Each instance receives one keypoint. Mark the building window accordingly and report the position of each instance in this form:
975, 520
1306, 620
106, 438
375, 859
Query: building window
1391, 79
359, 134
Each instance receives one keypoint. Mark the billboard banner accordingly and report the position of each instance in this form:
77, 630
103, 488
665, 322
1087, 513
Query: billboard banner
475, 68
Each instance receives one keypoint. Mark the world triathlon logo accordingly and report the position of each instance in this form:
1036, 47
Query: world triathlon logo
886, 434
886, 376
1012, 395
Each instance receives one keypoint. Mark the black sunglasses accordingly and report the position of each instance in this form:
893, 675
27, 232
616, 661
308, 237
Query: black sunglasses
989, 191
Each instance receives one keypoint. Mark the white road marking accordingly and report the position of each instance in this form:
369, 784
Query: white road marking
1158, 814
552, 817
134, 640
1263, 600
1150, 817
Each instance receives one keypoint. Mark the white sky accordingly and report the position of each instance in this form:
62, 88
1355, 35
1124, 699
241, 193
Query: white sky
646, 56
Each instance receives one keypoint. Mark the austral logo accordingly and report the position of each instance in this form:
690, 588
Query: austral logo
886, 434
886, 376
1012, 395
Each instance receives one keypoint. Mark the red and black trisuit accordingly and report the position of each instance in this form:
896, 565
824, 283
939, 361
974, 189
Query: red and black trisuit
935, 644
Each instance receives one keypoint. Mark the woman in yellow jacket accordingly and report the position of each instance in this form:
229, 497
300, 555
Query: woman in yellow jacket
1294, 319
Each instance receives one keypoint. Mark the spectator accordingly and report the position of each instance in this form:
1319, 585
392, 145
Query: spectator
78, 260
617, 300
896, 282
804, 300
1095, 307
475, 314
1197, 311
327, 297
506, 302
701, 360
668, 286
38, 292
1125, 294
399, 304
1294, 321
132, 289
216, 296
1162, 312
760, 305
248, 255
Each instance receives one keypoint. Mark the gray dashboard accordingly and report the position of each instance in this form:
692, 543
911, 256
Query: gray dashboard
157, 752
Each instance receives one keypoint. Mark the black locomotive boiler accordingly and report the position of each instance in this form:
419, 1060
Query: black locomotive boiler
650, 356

[Exercise]
Rewrite every line from the one containing "Each instance receives one keypoint. Mark the gray" through the end of the material, requests included. Shift each answer coordinate by adding 70 to both of its numbers, and leave the requests and their sample values unchanged.

[Result for this task]
Each instance receives one keypoint. Mark the gray dashboard accordingly and report the position of each instance in this form:
692, 543
911, 256
Query: gray dashboard
227, 822
Each instance receives one keypoint. Mark the black locomotive boiler accordingly and report the position of each instance in this form:
419, 1060
Query: black locomotive boiler
720, 426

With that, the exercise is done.